*** Opening of Extracted text ***

Retrieval Augmented Generation - Extract text and images from a PDF document

Despite their multi-modal capabilities, LLMs work best when fed with text.

For humans, the standard digital document is a PDF with text, tables and images. It is therefore necessary to extract the content of a PDF and then provide it to an LLM.

PDF being what it is (horribly complicated), most modern techniques use a mix of text extraction, images and character recognition (OCR).

In this article, we will study two solutions for extracting text and images from a PDF document:

a cloud solution: Reducto

a self-hosted solution: Marker

Extract and split PDF with Reducto

Reducto offers a SaaS API to ingest PDF documents and extract text and images.

For each page, we will be able to retrieve the raw text content with a bonus description of the images and tables.

We can also retrieve the list of elements of each page (text, image, table, etc.) with their content and position on the page.

See an example of an analyzed document

Reducto also offers to take care of the chunking to then facilitate the use of data in a RAG type system.

*** Close of Extracted text ***
*** Opening of Provided material ***

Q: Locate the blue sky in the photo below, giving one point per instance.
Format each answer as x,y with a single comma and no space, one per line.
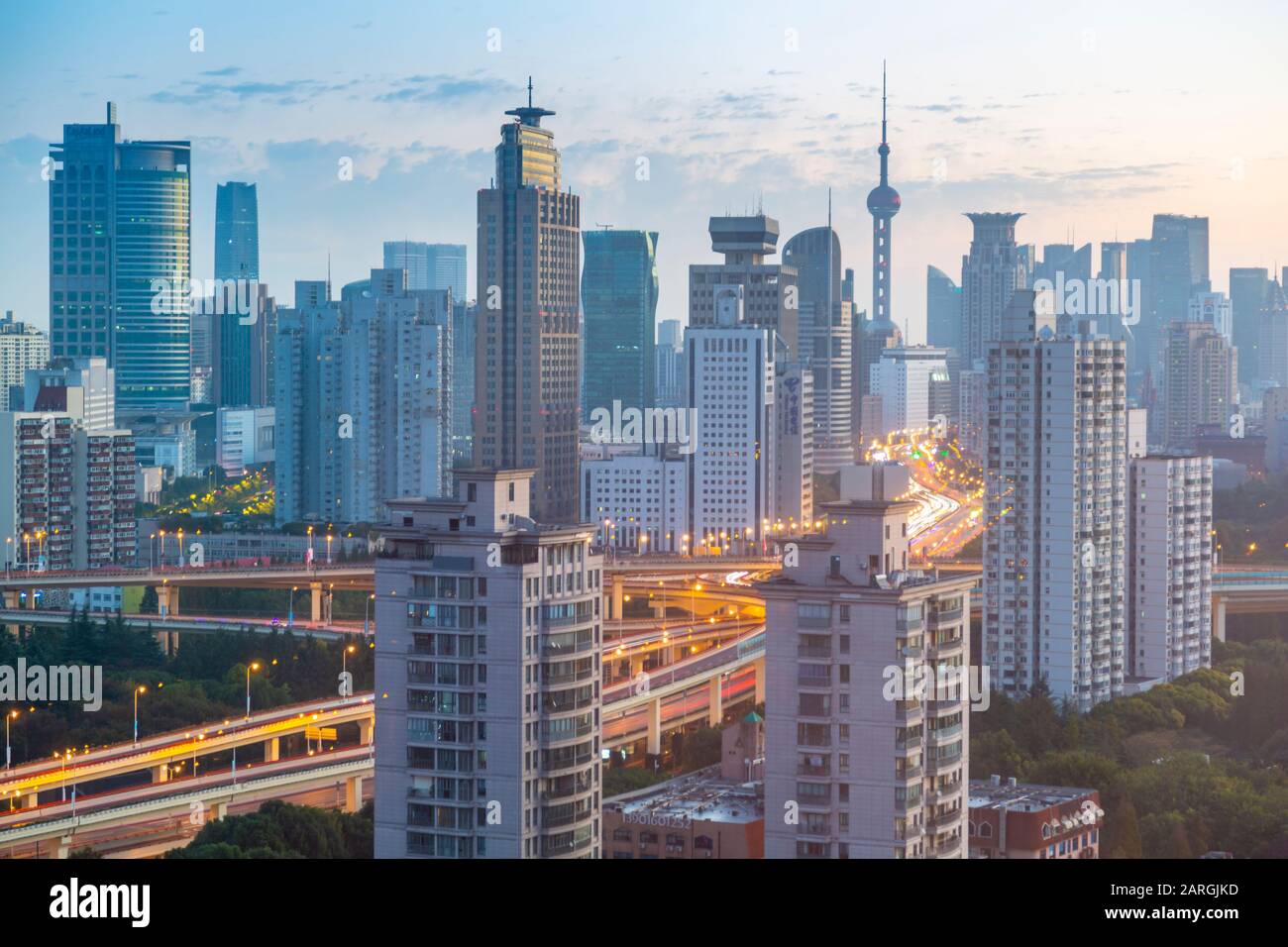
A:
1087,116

*** Close of Provided material ***
*** Opening of Provided material ***

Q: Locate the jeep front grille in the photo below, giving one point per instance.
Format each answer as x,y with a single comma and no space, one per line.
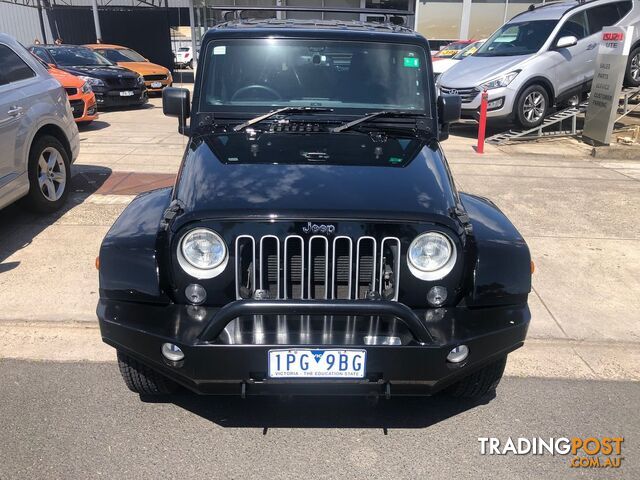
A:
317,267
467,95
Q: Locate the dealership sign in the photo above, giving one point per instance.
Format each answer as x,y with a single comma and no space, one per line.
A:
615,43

*** Close of Provided material ***

» **Required action**
Quote the passage of the article on extracting text and images from a PDF, starting with "For humans, the" and going on through "character recognition (OCR).".

» **Solution to the problem**
For humans, the standard digital document is a PDF with text, tables and images. It is therefore necessary to extract the content of a PDF and then provide it to an LLM.

PDF being what it is (horribly complicated), most modern techniques use a mix of text extraction, images and character recognition (OCR).